--- Written problem 1 ---
From the passage on the factory Volkswagen alarm, extract the part starting at "Okay, I think" and ending at "silence the alarm).", copied word for word.
--- Written problem 2 ---
Pull out every line of the listing that contains the word "hazy", matching its case exactly.

--- Text segment ---
○ ○ ○
Once again, I have noticed a trend in the search engine queries that lead people to this site. It seems a lot of folks are looking for info on the factory Volkswagen alarm; particularly, deactivating it and finding out why it goes off when the battery is reconnected.

Okay, I think I know what the majority of the people looking for info are *really* after... disabling the alarm altogether because they don't like it when it goes off. Most common is the "my alarm goes off every time I disconnect and then reconnect the battery, or every time I jump start the car". As most VW geeks know, this is the way the alarm is designed - it is intentional. The best thing to do when reconnecting the battery or jump-starting the car is to have a friend standing ready to insert and twist the key in one of the door locks as soon as the alarm goes off. Inserting the key in one of the doors and twisting it in the unlock direction is the official method for deactivating the alarm on these vehicles, unless you are lucky enough to have a keyless entry system (in which case, you have a little button on your key fob that will silence the alarm).
○ ○ ○
--- Extracted data ---
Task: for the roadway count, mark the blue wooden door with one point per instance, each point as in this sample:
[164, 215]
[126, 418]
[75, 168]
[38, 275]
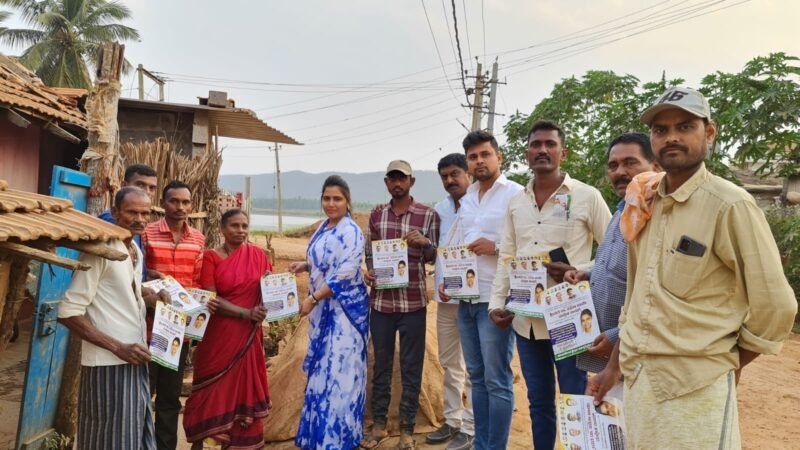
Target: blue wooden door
[49, 339]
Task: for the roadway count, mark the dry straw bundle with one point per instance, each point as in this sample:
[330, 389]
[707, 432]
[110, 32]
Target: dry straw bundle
[199, 172]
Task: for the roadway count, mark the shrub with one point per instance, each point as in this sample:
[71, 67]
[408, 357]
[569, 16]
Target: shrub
[785, 225]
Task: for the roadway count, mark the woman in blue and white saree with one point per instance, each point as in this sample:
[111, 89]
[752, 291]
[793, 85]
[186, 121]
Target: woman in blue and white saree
[338, 310]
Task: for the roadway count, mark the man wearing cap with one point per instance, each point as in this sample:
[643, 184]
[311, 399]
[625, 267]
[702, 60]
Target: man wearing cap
[399, 309]
[706, 295]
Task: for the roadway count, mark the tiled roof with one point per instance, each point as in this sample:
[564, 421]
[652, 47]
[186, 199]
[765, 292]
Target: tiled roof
[26, 94]
[25, 216]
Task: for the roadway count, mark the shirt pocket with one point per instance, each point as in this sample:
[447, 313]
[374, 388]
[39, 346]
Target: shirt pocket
[680, 273]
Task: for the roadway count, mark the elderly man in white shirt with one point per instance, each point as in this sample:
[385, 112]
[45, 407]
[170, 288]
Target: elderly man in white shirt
[554, 211]
[487, 349]
[105, 308]
[459, 423]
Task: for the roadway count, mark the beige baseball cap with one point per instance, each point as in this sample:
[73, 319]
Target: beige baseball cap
[684, 98]
[399, 165]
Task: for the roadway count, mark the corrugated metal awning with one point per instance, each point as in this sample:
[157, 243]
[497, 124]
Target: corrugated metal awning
[239, 123]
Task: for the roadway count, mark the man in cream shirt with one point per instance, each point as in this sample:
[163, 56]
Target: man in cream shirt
[554, 211]
[487, 349]
[105, 308]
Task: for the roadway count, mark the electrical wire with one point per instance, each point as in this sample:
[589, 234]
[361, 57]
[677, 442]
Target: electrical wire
[438, 53]
[458, 46]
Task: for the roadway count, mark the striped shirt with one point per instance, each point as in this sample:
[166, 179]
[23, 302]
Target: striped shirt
[385, 224]
[609, 279]
[181, 260]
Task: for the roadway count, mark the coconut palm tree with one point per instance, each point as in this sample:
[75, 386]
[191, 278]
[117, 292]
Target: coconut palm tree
[64, 36]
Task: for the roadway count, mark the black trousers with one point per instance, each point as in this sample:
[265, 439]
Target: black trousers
[384, 328]
[167, 384]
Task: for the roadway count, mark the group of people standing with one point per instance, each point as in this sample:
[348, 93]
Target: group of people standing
[686, 281]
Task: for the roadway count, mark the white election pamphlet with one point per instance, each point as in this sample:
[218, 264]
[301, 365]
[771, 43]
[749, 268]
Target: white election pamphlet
[279, 294]
[197, 322]
[460, 270]
[169, 324]
[528, 280]
[181, 299]
[390, 263]
[584, 426]
[570, 318]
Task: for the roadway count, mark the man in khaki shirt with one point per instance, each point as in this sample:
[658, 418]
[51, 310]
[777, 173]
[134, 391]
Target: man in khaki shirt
[706, 292]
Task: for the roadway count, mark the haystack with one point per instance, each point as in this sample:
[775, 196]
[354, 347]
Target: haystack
[199, 172]
[287, 384]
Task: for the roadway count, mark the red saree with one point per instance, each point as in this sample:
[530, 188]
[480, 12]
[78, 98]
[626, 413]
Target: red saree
[230, 396]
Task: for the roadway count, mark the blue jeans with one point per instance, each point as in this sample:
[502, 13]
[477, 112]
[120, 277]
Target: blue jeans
[536, 359]
[488, 351]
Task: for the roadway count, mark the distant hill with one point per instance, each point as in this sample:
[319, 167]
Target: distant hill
[365, 187]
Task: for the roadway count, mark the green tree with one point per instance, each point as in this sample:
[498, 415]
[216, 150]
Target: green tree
[64, 35]
[592, 110]
[758, 114]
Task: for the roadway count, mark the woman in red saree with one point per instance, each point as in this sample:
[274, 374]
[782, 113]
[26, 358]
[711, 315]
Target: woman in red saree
[230, 396]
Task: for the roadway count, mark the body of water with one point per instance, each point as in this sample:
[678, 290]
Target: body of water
[270, 222]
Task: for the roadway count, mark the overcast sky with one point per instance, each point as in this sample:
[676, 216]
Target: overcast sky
[359, 82]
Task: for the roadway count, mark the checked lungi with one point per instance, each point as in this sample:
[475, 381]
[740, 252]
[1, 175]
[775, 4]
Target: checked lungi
[114, 408]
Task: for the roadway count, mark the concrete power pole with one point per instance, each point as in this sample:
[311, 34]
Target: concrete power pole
[278, 186]
[140, 73]
[247, 194]
[492, 98]
[478, 101]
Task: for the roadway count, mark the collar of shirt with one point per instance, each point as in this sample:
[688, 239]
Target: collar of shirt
[163, 227]
[688, 188]
[474, 188]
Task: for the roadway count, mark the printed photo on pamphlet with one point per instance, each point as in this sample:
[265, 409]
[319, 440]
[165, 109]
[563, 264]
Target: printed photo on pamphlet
[197, 322]
[584, 426]
[181, 298]
[390, 263]
[460, 270]
[169, 324]
[570, 318]
[528, 280]
[279, 294]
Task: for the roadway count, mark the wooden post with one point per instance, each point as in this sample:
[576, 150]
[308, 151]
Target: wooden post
[101, 161]
[246, 202]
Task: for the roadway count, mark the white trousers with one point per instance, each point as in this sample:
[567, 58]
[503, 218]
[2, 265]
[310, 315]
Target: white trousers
[457, 388]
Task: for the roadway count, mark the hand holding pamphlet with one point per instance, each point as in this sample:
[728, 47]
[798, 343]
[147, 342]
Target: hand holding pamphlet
[583, 426]
[390, 263]
[181, 298]
[528, 281]
[460, 270]
[168, 329]
[197, 322]
[570, 318]
[279, 294]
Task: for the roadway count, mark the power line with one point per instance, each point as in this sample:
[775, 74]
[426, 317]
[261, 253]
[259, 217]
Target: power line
[438, 53]
[483, 22]
[466, 29]
[458, 46]
[371, 113]
[672, 18]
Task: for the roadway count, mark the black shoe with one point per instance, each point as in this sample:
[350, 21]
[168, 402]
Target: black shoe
[441, 435]
[461, 441]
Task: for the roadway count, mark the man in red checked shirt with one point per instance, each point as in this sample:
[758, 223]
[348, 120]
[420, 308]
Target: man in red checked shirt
[173, 249]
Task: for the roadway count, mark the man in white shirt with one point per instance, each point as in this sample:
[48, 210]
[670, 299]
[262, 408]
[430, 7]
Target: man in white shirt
[459, 423]
[487, 349]
[105, 308]
[554, 211]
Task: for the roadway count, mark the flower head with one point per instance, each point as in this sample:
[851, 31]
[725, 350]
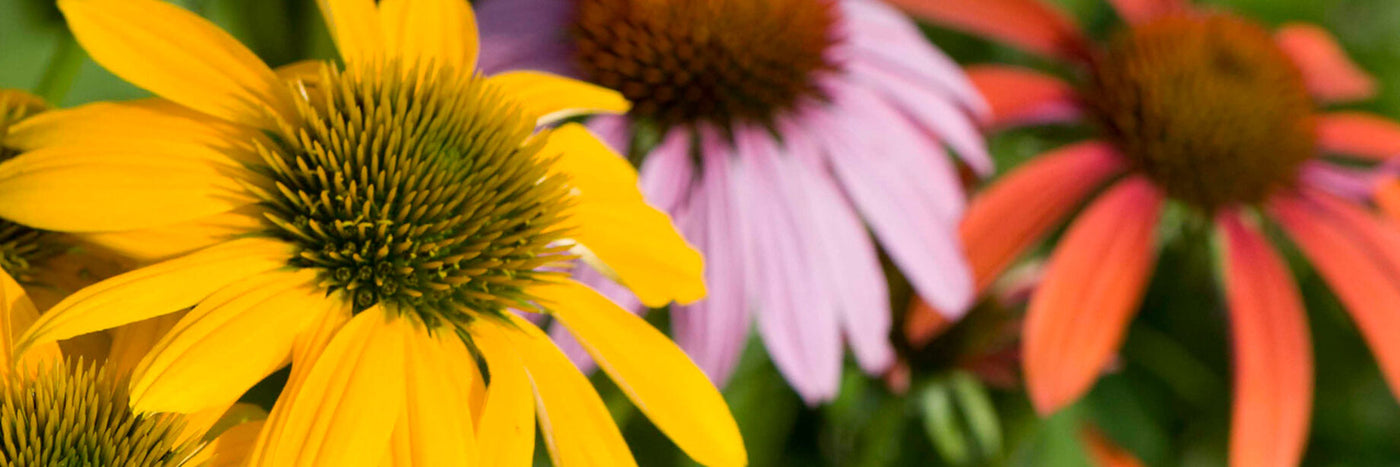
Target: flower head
[774, 132]
[378, 223]
[1208, 111]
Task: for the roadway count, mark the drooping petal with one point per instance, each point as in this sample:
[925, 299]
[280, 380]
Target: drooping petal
[576, 424]
[305, 350]
[233, 446]
[354, 27]
[1092, 285]
[164, 242]
[345, 410]
[549, 98]
[88, 190]
[615, 223]
[1022, 206]
[17, 313]
[234, 339]
[132, 343]
[507, 418]
[794, 305]
[881, 35]
[1329, 73]
[1273, 355]
[1021, 97]
[1358, 255]
[1358, 134]
[430, 31]
[1138, 11]
[179, 56]
[157, 290]
[436, 427]
[711, 214]
[140, 125]
[1028, 24]
[651, 371]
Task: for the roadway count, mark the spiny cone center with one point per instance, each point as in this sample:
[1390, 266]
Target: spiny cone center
[80, 417]
[714, 60]
[20, 246]
[423, 195]
[1207, 106]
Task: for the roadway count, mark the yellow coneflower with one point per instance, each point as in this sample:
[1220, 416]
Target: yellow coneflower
[378, 224]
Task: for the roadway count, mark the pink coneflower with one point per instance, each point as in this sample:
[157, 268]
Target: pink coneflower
[776, 133]
[1214, 113]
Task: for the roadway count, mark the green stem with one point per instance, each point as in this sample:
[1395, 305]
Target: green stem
[63, 67]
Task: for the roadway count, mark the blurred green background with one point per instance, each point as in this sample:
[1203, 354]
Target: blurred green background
[1168, 403]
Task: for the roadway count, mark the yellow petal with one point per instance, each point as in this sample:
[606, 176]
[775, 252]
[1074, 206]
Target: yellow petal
[88, 190]
[636, 241]
[157, 290]
[132, 343]
[231, 448]
[577, 427]
[549, 98]
[507, 425]
[436, 424]
[304, 354]
[163, 242]
[354, 25]
[179, 56]
[140, 125]
[17, 313]
[345, 410]
[234, 339]
[653, 371]
[423, 32]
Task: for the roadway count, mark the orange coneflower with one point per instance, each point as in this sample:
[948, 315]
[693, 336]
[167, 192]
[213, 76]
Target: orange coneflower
[1208, 111]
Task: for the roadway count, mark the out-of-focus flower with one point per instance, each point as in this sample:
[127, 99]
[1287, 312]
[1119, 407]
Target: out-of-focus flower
[1215, 113]
[373, 224]
[774, 132]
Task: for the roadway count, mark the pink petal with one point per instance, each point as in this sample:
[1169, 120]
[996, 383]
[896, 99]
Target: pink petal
[714, 330]
[1329, 73]
[933, 112]
[1021, 97]
[889, 176]
[1273, 355]
[844, 253]
[884, 37]
[1092, 287]
[668, 174]
[1028, 24]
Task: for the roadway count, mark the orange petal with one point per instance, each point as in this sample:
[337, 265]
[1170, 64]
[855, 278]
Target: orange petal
[1388, 197]
[1273, 354]
[1028, 24]
[1024, 97]
[1358, 255]
[1092, 287]
[1358, 134]
[1329, 73]
[1021, 207]
[1103, 452]
[1145, 10]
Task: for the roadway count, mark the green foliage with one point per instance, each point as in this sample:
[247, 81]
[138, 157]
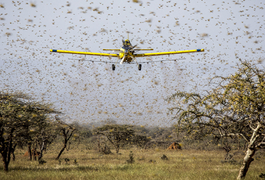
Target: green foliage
[22, 121]
[235, 108]
[41, 162]
[118, 135]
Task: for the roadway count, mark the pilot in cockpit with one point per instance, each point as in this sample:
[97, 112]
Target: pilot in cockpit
[126, 43]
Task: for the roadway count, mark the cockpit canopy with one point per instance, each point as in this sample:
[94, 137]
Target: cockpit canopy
[126, 42]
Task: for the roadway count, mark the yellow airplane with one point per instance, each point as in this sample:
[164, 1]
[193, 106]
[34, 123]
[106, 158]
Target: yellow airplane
[126, 53]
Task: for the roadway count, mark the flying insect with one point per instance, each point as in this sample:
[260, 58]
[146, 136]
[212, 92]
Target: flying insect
[127, 53]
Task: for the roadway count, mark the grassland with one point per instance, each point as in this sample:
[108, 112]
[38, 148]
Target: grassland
[90, 164]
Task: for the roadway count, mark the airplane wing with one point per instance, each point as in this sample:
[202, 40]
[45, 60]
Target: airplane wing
[84, 53]
[96, 61]
[168, 53]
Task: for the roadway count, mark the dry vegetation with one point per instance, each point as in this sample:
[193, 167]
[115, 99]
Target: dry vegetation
[90, 164]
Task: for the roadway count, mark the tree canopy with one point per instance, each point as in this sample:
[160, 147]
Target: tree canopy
[236, 107]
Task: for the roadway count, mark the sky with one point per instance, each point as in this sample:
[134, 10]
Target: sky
[91, 92]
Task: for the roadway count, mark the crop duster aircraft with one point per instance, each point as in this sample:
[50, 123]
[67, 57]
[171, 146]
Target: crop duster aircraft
[127, 53]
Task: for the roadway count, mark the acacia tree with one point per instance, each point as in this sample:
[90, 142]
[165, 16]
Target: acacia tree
[118, 135]
[235, 108]
[66, 131]
[19, 116]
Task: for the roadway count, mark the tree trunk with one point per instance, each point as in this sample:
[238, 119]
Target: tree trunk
[29, 151]
[61, 152]
[117, 148]
[246, 163]
[5, 161]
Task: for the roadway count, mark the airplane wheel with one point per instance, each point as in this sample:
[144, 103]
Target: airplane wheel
[139, 67]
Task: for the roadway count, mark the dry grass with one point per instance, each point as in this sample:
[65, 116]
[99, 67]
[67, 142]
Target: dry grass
[185, 164]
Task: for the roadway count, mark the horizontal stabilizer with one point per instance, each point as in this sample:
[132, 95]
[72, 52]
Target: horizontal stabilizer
[143, 49]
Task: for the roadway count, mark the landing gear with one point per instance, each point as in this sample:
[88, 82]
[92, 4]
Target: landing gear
[139, 67]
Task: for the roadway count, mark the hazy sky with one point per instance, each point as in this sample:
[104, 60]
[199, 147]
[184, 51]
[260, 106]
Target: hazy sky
[91, 92]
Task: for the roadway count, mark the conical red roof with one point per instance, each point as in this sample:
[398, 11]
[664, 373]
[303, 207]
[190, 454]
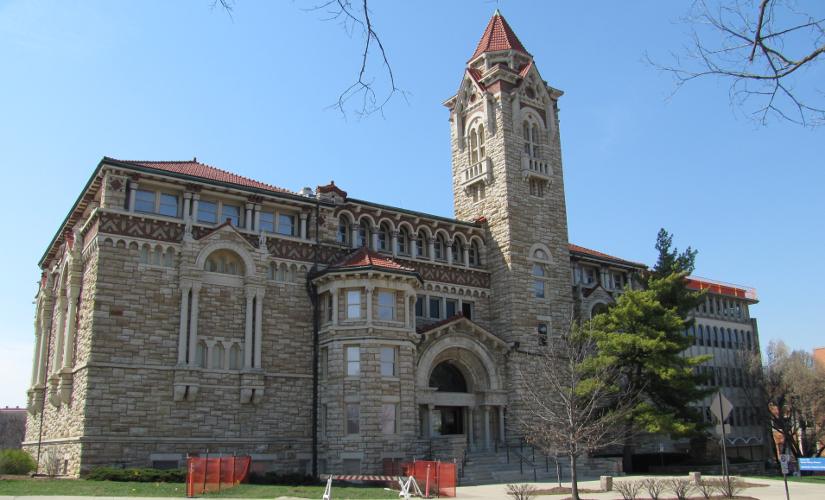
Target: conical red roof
[498, 36]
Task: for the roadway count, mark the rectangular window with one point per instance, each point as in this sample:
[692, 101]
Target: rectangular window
[386, 306]
[467, 309]
[353, 418]
[286, 224]
[388, 361]
[452, 307]
[207, 211]
[168, 205]
[388, 414]
[267, 222]
[145, 201]
[353, 304]
[435, 307]
[232, 213]
[353, 361]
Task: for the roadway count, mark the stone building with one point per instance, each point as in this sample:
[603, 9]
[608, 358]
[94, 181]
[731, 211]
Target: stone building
[183, 308]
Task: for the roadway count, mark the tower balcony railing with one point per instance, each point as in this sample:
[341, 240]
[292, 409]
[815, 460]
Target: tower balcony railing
[478, 172]
[535, 167]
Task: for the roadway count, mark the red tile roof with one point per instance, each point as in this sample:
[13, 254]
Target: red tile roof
[364, 257]
[498, 36]
[603, 256]
[196, 169]
[720, 288]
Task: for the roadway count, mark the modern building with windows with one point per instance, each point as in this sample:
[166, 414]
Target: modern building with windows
[184, 308]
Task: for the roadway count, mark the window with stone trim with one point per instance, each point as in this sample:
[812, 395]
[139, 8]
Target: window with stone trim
[353, 423]
[389, 418]
[386, 305]
[353, 360]
[353, 304]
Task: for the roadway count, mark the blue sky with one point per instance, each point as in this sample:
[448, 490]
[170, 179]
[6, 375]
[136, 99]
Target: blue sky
[173, 80]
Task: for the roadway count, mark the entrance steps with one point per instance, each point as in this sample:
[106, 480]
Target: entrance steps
[489, 467]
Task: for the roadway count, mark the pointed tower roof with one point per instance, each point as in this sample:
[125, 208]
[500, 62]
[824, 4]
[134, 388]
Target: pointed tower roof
[498, 36]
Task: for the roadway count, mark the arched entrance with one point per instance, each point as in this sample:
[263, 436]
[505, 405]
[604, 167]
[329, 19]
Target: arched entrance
[460, 392]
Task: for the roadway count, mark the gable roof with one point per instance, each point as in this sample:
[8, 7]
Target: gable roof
[194, 168]
[498, 36]
[603, 256]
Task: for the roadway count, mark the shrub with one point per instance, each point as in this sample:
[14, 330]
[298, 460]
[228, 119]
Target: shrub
[287, 479]
[16, 462]
[654, 487]
[681, 488]
[521, 491]
[136, 475]
[629, 490]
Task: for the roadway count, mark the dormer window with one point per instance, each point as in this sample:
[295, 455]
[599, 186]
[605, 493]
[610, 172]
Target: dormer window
[477, 149]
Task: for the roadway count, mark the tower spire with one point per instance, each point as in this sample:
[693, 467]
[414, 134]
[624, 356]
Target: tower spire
[498, 36]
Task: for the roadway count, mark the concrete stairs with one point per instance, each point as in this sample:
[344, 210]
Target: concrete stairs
[489, 467]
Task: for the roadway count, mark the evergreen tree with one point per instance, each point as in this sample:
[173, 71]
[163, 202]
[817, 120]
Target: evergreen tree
[645, 335]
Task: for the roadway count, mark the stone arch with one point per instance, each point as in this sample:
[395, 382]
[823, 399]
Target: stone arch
[468, 354]
[249, 263]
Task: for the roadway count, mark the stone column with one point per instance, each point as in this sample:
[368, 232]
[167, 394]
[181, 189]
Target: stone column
[195, 198]
[248, 219]
[133, 187]
[248, 332]
[501, 436]
[184, 322]
[304, 217]
[71, 321]
[486, 411]
[470, 430]
[369, 304]
[259, 308]
[334, 292]
[187, 206]
[193, 324]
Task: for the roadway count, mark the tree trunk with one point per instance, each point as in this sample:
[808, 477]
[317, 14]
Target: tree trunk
[574, 481]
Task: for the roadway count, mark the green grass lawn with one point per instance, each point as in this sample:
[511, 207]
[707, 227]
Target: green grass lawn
[80, 487]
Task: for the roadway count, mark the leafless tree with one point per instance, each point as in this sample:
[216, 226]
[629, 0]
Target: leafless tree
[370, 91]
[768, 50]
[571, 406]
[792, 389]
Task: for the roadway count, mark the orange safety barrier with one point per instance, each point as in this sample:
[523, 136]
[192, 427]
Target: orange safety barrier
[434, 478]
[208, 475]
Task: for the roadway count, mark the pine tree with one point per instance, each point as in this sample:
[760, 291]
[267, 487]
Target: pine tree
[644, 334]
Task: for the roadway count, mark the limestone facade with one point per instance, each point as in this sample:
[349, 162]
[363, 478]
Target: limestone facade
[184, 310]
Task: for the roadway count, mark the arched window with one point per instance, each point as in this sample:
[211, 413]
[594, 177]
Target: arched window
[343, 230]
[474, 254]
[421, 246]
[530, 134]
[225, 262]
[458, 252]
[384, 238]
[538, 281]
[447, 378]
[477, 150]
[363, 234]
[235, 357]
[217, 357]
[200, 354]
[404, 241]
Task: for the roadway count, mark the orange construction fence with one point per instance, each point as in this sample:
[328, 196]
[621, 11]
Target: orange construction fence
[434, 478]
[208, 475]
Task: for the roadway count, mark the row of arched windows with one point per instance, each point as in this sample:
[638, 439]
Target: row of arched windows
[408, 244]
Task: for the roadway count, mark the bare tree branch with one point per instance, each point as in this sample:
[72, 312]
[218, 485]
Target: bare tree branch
[760, 55]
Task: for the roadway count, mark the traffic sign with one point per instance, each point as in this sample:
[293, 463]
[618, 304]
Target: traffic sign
[721, 407]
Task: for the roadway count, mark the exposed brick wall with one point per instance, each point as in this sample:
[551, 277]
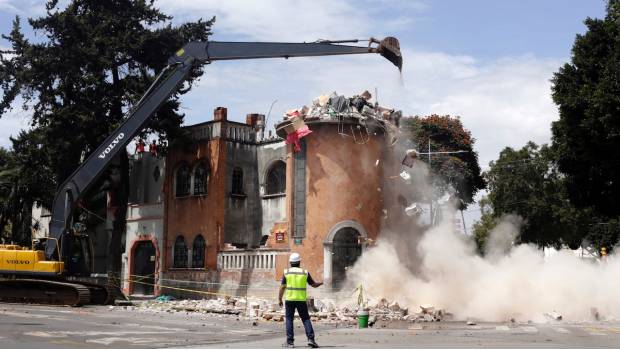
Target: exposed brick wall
[342, 184]
[193, 215]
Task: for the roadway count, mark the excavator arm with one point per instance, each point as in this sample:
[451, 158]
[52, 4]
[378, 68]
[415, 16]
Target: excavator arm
[167, 83]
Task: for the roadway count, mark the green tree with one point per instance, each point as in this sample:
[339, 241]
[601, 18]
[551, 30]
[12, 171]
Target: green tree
[587, 135]
[23, 181]
[459, 171]
[527, 182]
[482, 228]
[93, 62]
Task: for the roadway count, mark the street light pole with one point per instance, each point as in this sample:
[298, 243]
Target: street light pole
[430, 175]
[432, 217]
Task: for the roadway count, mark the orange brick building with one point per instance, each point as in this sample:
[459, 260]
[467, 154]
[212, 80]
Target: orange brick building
[235, 204]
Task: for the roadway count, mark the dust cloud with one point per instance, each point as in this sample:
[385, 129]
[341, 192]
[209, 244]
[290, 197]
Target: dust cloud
[439, 266]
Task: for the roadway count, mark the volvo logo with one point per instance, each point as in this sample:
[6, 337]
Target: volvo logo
[18, 262]
[111, 146]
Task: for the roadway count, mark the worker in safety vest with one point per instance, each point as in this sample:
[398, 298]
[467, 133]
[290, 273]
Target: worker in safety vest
[293, 288]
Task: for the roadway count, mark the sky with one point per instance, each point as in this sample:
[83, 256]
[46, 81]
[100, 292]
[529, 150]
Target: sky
[489, 62]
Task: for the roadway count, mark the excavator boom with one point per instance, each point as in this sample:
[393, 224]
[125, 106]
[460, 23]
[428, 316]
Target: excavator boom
[167, 83]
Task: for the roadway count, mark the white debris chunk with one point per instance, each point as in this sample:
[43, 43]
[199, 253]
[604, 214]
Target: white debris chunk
[406, 177]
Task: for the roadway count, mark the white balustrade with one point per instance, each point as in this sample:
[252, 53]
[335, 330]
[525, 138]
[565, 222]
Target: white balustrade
[257, 260]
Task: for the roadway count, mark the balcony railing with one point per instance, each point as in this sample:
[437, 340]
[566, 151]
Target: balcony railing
[258, 260]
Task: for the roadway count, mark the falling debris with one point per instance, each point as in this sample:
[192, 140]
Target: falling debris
[356, 116]
[406, 177]
[413, 210]
[410, 158]
[553, 316]
[295, 128]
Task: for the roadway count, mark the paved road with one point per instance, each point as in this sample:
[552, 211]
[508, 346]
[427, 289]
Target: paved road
[459, 335]
[32, 326]
[101, 327]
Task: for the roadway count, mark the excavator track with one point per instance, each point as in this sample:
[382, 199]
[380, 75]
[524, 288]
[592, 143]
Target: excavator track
[35, 291]
[100, 294]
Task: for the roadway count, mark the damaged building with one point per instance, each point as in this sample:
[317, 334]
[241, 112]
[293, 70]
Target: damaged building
[227, 208]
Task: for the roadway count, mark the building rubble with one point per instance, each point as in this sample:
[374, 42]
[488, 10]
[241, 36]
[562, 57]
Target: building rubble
[341, 109]
[321, 310]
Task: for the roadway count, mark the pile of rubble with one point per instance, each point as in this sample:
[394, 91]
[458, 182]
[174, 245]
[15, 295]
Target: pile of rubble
[341, 109]
[323, 310]
[229, 306]
[392, 311]
[334, 106]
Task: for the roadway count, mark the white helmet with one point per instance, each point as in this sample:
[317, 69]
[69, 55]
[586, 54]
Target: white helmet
[295, 257]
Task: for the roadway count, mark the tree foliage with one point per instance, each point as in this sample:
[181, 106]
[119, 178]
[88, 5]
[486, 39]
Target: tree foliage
[527, 182]
[459, 171]
[587, 135]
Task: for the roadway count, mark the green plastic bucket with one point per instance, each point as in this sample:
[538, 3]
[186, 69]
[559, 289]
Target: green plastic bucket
[362, 318]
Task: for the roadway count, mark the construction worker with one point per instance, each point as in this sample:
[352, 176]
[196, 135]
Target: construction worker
[293, 288]
[153, 148]
[140, 147]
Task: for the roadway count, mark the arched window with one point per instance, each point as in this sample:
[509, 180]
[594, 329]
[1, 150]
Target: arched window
[201, 176]
[198, 252]
[276, 178]
[180, 253]
[183, 180]
[237, 187]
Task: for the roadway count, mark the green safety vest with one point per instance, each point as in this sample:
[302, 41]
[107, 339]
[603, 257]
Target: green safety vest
[296, 282]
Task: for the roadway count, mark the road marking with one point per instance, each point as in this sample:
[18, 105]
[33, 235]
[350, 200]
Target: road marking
[62, 334]
[595, 331]
[110, 340]
[529, 329]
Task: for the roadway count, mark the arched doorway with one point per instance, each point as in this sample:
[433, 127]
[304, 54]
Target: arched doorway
[346, 250]
[143, 264]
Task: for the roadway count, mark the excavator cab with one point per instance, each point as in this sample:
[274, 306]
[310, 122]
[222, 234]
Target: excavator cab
[78, 251]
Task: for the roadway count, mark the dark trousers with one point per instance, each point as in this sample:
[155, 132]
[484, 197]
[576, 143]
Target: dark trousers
[302, 309]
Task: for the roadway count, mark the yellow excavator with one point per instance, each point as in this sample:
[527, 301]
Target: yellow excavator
[56, 269]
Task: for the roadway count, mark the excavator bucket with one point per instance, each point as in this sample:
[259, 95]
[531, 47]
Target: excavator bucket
[390, 49]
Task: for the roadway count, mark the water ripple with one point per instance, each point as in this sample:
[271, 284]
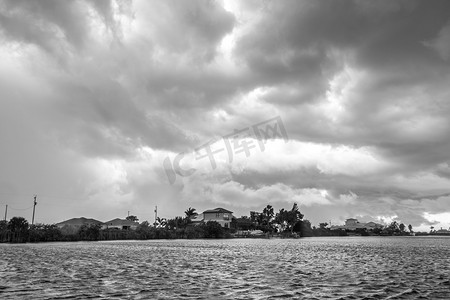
○ ○ ○
--- Solution 1 ---
Okay, I think I know what the majority of the people looking for info are *really* after... disabling the alarm altogether because they don't like it when it goes off. Most common is the "my alarm goes off every time I disconnect and then reconnect the battery, or every time I jump start the car". As most VW geeks know, this is the way the alarm is designed - it is intentional. The best thing to do when reconnecting the battery or jump-starting the car is to have a friend standing ready to insert and twist the key in one of the door locks as soon as the alarm goes off. Inserting the key in one of the doors and twisting it in the unlock direction is the official method for deactivating the alarm on these vehicles, unless you are lucky enough to have a keyless entry system (in which case, you have a little button on your key fob that will silence the alarm).

--- Solution 2 ---
Task: for the roadway count, mark the hazy sky with one point per instance, each point as in this sample:
Target: hazy sky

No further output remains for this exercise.